Supplied material
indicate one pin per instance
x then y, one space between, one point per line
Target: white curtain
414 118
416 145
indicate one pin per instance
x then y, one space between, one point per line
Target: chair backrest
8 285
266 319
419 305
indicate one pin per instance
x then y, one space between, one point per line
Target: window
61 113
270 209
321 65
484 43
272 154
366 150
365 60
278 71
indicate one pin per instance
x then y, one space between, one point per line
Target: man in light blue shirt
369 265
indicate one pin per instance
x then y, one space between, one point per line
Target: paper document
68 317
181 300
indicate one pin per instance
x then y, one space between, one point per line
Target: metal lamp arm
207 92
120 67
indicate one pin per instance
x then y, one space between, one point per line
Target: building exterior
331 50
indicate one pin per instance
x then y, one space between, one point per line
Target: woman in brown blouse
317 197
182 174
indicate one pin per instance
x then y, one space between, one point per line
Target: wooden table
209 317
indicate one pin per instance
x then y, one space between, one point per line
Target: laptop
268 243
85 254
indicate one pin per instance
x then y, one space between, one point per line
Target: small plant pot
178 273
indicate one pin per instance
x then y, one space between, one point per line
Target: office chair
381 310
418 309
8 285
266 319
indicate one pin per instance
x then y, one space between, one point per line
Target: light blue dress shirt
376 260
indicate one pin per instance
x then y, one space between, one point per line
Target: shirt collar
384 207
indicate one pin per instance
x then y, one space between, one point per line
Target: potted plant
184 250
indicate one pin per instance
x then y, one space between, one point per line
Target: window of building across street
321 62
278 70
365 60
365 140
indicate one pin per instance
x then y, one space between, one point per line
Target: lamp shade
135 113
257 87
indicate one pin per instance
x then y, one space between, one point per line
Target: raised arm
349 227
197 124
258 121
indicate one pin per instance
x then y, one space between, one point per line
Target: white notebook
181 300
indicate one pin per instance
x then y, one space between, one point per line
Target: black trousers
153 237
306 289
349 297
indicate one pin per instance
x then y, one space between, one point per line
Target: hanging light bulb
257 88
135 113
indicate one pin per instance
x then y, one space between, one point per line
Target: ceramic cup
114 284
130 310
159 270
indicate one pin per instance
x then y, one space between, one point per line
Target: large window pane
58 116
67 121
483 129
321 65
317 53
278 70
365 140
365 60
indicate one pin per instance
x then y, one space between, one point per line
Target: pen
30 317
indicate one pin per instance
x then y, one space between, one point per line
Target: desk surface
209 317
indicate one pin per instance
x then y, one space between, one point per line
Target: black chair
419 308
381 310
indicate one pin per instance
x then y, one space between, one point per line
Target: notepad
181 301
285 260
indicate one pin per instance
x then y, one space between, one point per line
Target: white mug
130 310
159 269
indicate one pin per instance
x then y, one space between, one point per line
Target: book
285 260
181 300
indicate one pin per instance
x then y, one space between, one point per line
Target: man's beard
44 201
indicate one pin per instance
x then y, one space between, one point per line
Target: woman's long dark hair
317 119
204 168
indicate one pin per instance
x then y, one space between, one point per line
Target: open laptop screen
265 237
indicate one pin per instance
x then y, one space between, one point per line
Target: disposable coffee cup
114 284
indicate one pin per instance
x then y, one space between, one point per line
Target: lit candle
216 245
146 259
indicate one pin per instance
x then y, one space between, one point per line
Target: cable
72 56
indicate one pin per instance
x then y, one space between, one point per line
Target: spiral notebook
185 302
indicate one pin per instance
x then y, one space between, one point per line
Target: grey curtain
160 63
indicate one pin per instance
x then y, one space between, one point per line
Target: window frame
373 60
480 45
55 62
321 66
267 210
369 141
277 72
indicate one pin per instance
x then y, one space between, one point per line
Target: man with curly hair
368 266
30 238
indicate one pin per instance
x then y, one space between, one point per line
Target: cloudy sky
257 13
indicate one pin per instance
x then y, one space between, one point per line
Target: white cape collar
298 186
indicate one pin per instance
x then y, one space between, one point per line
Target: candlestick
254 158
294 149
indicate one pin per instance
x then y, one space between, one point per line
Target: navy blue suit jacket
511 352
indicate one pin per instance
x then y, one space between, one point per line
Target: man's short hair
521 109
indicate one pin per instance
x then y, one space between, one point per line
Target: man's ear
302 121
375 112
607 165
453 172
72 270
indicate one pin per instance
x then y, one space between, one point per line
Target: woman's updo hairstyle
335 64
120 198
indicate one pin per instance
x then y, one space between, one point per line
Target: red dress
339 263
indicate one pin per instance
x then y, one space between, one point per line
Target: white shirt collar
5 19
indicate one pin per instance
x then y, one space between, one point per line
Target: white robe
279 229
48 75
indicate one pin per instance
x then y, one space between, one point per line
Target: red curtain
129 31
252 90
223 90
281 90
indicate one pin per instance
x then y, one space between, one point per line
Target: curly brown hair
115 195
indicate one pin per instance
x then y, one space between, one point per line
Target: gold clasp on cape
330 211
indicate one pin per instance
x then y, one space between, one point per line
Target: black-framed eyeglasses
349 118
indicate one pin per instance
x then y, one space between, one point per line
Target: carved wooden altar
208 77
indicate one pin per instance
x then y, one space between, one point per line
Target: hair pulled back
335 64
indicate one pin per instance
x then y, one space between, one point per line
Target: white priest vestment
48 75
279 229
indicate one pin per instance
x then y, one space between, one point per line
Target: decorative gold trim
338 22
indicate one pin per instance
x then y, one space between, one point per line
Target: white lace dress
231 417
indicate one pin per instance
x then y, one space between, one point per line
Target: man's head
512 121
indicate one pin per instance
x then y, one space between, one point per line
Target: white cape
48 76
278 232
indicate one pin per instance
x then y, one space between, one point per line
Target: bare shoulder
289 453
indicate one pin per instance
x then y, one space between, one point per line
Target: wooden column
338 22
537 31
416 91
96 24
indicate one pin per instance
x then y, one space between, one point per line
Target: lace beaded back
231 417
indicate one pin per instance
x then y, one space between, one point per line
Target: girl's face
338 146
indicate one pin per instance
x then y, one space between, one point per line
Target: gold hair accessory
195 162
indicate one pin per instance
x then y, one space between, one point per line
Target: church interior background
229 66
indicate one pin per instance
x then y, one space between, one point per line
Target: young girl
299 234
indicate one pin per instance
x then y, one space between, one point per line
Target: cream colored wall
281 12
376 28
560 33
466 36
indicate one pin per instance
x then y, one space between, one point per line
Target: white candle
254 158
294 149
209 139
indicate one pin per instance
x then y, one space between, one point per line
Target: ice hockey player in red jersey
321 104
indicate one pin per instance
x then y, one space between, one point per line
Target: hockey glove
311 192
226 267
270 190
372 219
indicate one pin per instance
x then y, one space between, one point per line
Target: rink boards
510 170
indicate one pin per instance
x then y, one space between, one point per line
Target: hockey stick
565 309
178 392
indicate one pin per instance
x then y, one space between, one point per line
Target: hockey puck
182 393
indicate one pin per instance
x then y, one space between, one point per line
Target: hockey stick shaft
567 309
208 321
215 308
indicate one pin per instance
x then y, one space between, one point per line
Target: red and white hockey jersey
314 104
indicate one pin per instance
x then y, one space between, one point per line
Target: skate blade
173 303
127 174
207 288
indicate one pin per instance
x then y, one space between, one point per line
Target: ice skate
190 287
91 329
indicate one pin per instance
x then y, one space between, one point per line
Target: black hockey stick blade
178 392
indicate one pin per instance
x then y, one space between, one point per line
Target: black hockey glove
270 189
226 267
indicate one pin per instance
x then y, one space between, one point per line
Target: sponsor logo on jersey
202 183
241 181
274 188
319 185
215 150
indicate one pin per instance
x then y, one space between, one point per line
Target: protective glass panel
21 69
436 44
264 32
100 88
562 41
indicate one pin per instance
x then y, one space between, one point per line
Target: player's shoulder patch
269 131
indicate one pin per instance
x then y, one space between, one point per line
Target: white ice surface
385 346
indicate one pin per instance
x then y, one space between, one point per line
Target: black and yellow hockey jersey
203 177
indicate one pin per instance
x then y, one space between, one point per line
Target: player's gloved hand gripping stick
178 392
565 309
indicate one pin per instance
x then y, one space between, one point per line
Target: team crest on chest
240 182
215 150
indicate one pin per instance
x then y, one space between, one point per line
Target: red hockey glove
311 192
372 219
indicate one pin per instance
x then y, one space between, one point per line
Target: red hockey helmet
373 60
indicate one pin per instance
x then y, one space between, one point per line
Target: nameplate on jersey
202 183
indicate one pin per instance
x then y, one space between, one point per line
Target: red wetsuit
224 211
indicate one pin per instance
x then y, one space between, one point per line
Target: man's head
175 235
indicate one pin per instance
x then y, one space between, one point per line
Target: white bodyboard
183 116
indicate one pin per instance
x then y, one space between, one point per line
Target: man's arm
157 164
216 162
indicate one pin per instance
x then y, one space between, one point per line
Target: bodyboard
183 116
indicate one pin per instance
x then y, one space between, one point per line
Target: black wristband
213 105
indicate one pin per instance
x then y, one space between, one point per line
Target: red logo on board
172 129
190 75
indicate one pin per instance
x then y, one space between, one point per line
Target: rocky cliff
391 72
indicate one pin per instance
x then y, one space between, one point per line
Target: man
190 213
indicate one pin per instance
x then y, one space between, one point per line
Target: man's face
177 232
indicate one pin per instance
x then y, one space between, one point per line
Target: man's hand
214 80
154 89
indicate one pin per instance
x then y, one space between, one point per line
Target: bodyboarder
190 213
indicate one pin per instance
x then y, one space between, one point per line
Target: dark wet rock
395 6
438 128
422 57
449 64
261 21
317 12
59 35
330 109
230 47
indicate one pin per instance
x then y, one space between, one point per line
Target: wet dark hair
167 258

What you are asked to do
Copy out every line of the material above that contains the word "hand". Uppercase and lowercase count as different letters.

Problem solution
Target: player's gloved hand gripping stick
Target: man's hand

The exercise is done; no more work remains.